__Set problem A__.
Reproduce the data-source entries below verbatim, keeping every line of all of them unchanged.

__Extract provided__.
▶

# PLO and Sandy Point Reports?



## eternity059 (May 30, 2007)

Hey guys,

I'm new to this forum and have been lurking for information. 

I am planning to take a fishing trip this weekend and was thinking of three different locations.

Sandy Point State Park 
Point Lookout
Sea Gull Pier (CBBT, never been here and would love to try it, Do I need a pier net?)

I am looking to catch some stripers, blues, croakers, and/or flounders.

I was wondering what everyone has been using for bait and where should be the most productive this weekend.

I visit AI this past weekend and there wasn't much action on squid, shrimp, bloodworms, finger mullet. Most people were using bunkers and action was still pretty slow.

Any suggestions are appreciated.


----------



## cygnus-x1 (Oct 12, 2005)

Unless a pod of fish are moving by or you are lucky enough to be in a blitz the action at AI is usually slow but the fish you get are high quality ... especially blues and rocks.

For SeaGull pier you should bring a net unless you can 'hauss' in a 25lb striper up with your rod (not likely).

Honestly I cannot give you any suggestions on what might be hot and what won't. Personally I am struggling between going to the rt 50 bridge and hitting the AI (VA side this time) surf. The Stripers and big Blues are on there way up if not gone already and this will probably be the last weekend to get into them at AI. 

I will try to get out locally (Crisfield docks etc) for some croaker action. Croakers and spot are everywhere now. Crabs are shedding so peeler will probably be the best bait along with bloods and shrimp. This bait choice applies to the northern and central bay. I don't fish the CBBT so I would not know what is going on down there but I have been there and I would take a net.


----------



## TunaFish (Aug 16, 2001)

*Dumb question to ask you.*

Have you went through the reports for the areas you mentioned? The reason I ask is, after reading on the recent reports, you can then make an objective decision instead of waiting for a subjected answers from others.


----------



## cygnus-x1 (Oct 12, 2005)

TunaFish said:


> Have you went through the reports for the areas you mentioned? The reason I ask is, after reading on the recent reports, you can then make an objective decision instead of waiting for a subjected answers from others.


OUCCHHH!!!!    

   

He is a new guy that is why I took it easy. But what TunaFish said is correct. Do some research and analysis and make your best educated guess. That is how you learn.


----------



## TunaFish (Aug 16, 2001)

*No,no,,,*

Cygnus, you know I didn't mean it to be sarcastic. It's a smiley reply!!! See???  The reason I suggested that is it's just not easy to forecast where the fish will be biting. Therefore, one should go by what's being reported recently and then make the decision. Really, the recent posts should give him an idea on what's biting and where.


----------



## eternity059 (May 30, 2007)

◀

__Entries from a data source__.

▶

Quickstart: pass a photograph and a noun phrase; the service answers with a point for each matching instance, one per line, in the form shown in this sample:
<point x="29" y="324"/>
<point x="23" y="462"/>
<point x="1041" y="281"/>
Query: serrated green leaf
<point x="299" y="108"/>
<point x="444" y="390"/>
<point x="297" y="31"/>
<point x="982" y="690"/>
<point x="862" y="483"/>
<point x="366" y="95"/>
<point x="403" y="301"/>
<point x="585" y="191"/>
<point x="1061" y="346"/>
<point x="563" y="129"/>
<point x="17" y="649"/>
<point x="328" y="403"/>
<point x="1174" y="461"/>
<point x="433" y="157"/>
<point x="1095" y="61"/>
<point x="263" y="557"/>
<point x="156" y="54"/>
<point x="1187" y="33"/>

◀

__Set problem B__.
Write what comes next in the fishing-trip forum thread above, starting right after the point where it stops.

__Right answer A__.
Quickstart: pass a photograph and a noun phrase; the service answers with a point for each matching instance, one per line, in the form shown in this sample:
<point x="29" y="324"/>
<point x="23" y="462"/>
<point x="1041" y="281"/>
Query: serrated green leaf
<point x="299" y="108"/>
<point x="444" y="390"/>
<point x="297" y="31"/>
<point x="982" y="690"/>
<point x="862" y="483"/>
<point x="366" y="95"/>
<point x="403" y="301"/>
<point x="585" y="191"/>
<point x="1061" y="346"/>
<point x="563" y="129"/>
<point x="17" y="649"/>
<point x="328" y="403"/>
<point x="1174" y="461"/>
<point x="433" y="157"/>
<point x="1095" y="61"/>
<point x="263" y="557"/>
<point x="156" y="54"/>
<point x="1187" y="33"/>

__Right answer B__.
Yes I did look through the MD, VA reports. I am pretty new to this so I wanted to get some more experienced members opinions and experience. Some of you have fished Seagull Pier and I never have. I just want to get the right expectations and be better prepared. I'm not an advance fisherman like some of you. I have no idea as to what artificial lures and such to try and have mainly used bloodworms, shrimp, and squid while I am pier or surf fishing. For the first time last week, I caught something larger than 12" and want to have another chance to do it again. That's all. I've always wanted to catch a striper larger than 21", blues and other fishes that have a lot of fight in them. 

Thanks for all the replies so far.

I'm also going to Nags Head Pier at the end of the month.



TunaFish said:


> Have you went through the reports for the areas you mentioned? The reason I ask is, after reading on the recent reports, you can then make an objective decision instead of waiting for a subjected answers from others.


----------



## GhostCrab (Sep 5, 2006)

The other way you can try is to see where the experienced-experts will be fishing and try to be there, or nearby.

IMO, Tuna and Cyg are both experienced-experts so I'd start with them 

Now keep in mind this is no guarantee but you can learn a lot from just observing folks first hand versus just reading their reports.


----------



## cygnus-x1 (Oct 12, 2005)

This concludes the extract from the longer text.